Task goal →
Format the data below as a JSON list of strings, one string per line, and leave out any blank lines.

Records to use →
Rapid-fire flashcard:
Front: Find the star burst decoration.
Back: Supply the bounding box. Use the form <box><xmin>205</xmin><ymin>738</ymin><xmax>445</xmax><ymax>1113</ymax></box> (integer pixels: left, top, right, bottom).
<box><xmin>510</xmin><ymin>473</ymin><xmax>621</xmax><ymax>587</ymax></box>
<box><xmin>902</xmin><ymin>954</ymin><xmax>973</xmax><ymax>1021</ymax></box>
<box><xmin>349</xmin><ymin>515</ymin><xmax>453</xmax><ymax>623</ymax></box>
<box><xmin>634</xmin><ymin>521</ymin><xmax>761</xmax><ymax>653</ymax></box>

The reply →
[
  "Rapid-fire flashcard:",
  "Front: Find the star burst decoration.",
  "Back: Supply the bounding box. Use the form <box><xmin>205</xmin><ymin>738</ymin><xmax>445</xmax><ymax>1113</ymax></box> (integer pixels: left, top, right, bottom).",
  "<box><xmin>510</xmin><ymin>473</ymin><xmax>621</xmax><ymax>587</ymax></box>",
  "<box><xmin>902</xmin><ymin>954</ymin><xmax>973</xmax><ymax>1021</ymax></box>",
  "<box><xmin>349</xmin><ymin>515</ymin><xmax>453</xmax><ymax>623</ymax></box>",
  "<box><xmin>634</xmin><ymin>521</ymin><xmax>761</xmax><ymax>653</ymax></box>"
]